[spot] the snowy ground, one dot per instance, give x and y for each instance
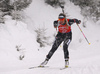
(84, 58)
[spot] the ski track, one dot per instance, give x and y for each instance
(86, 69)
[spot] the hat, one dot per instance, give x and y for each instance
(61, 16)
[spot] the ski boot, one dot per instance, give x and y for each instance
(44, 62)
(66, 63)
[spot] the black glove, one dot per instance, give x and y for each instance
(55, 24)
(77, 21)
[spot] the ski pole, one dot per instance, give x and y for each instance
(83, 34)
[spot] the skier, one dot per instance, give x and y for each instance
(64, 35)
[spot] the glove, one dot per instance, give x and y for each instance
(77, 21)
(55, 24)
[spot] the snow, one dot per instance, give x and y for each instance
(84, 58)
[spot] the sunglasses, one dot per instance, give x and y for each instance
(61, 19)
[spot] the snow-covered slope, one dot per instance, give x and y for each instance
(84, 58)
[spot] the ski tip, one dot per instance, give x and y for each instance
(89, 43)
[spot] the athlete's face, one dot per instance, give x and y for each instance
(62, 21)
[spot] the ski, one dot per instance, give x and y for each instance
(38, 67)
(64, 68)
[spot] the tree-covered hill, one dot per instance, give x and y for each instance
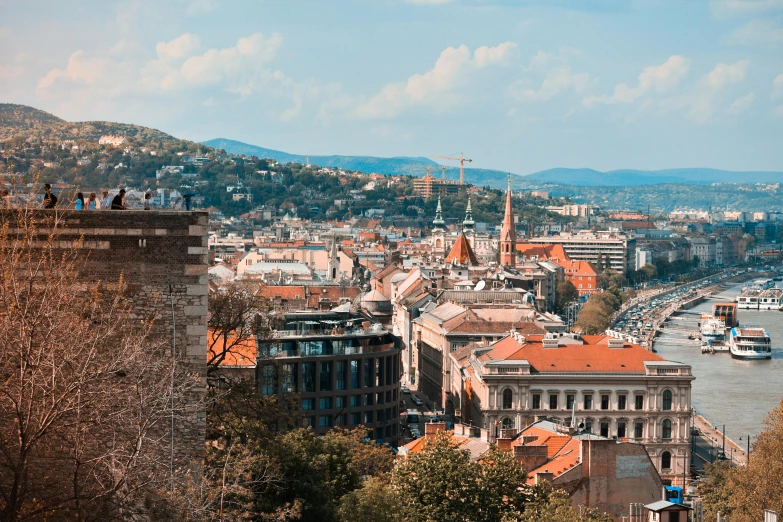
(28, 122)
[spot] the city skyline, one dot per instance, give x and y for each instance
(520, 86)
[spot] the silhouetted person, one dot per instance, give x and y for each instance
(50, 200)
(118, 203)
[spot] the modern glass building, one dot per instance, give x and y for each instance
(345, 369)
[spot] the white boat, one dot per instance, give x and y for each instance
(771, 299)
(750, 342)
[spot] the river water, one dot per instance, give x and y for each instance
(728, 391)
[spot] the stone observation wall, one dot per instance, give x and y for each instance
(153, 251)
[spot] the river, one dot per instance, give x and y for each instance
(728, 391)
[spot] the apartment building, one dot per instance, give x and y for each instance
(345, 370)
(607, 386)
(610, 250)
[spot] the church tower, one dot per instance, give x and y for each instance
(508, 235)
(438, 233)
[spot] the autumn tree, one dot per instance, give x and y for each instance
(87, 392)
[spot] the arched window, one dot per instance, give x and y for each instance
(667, 429)
(666, 460)
(667, 399)
(508, 399)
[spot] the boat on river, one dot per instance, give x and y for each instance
(750, 343)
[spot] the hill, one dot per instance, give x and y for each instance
(24, 121)
(414, 166)
(631, 177)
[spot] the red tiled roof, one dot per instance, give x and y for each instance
(591, 357)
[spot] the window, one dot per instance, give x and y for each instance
(355, 375)
(289, 378)
(666, 460)
(368, 372)
(341, 374)
(508, 399)
(667, 399)
(268, 380)
(326, 376)
(308, 377)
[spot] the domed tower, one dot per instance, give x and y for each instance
(508, 234)
(468, 225)
(438, 233)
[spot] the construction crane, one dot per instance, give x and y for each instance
(462, 159)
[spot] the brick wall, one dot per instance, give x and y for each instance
(152, 250)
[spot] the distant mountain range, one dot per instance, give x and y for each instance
(417, 166)
(21, 120)
(414, 166)
(631, 177)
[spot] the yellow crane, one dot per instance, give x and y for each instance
(462, 159)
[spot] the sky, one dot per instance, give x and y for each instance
(518, 85)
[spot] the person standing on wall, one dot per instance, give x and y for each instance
(105, 200)
(50, 200)
(118, 203)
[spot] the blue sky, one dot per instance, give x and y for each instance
(519, 85)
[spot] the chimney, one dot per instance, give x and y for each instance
(544, 476)
(431, 429)
(531, 457)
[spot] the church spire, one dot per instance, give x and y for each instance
(468, 224)
(508, 234)
(438, 223)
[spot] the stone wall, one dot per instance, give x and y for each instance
(155, 252)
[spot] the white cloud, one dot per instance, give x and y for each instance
(655, 78)
(744, 7)
(741, 104)
(556, 81)
(227, 66)
(428, 2)
(80, 68)
(777, 87)
(758, 32)
(709, 92)
(179, 48)
(435, 88)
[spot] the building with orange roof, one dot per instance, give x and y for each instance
(616, 389)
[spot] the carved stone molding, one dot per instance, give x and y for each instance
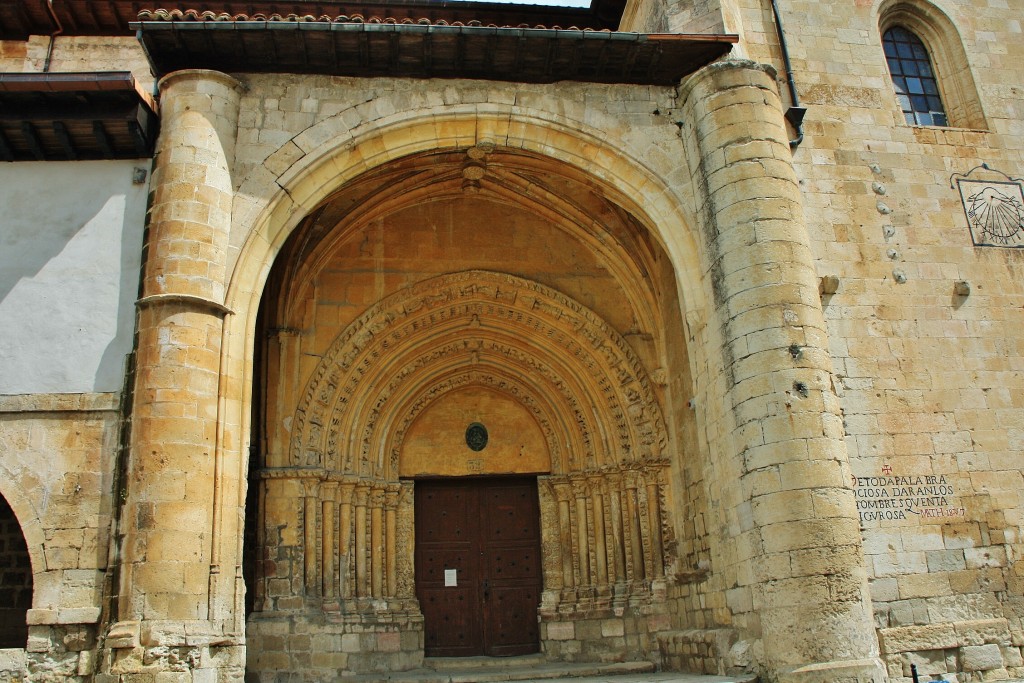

#### WHAT THE TASK REQUIRES
Extract every line of the records above that contains the string "river", where case counts.

#### RESULT
[spot] the river water, one dot per instance, give x and y for each instance
[spot] the river, one dot per instance, give x and y for each instance
[spot] the boat on river, one dot per instance, give x and y for each instance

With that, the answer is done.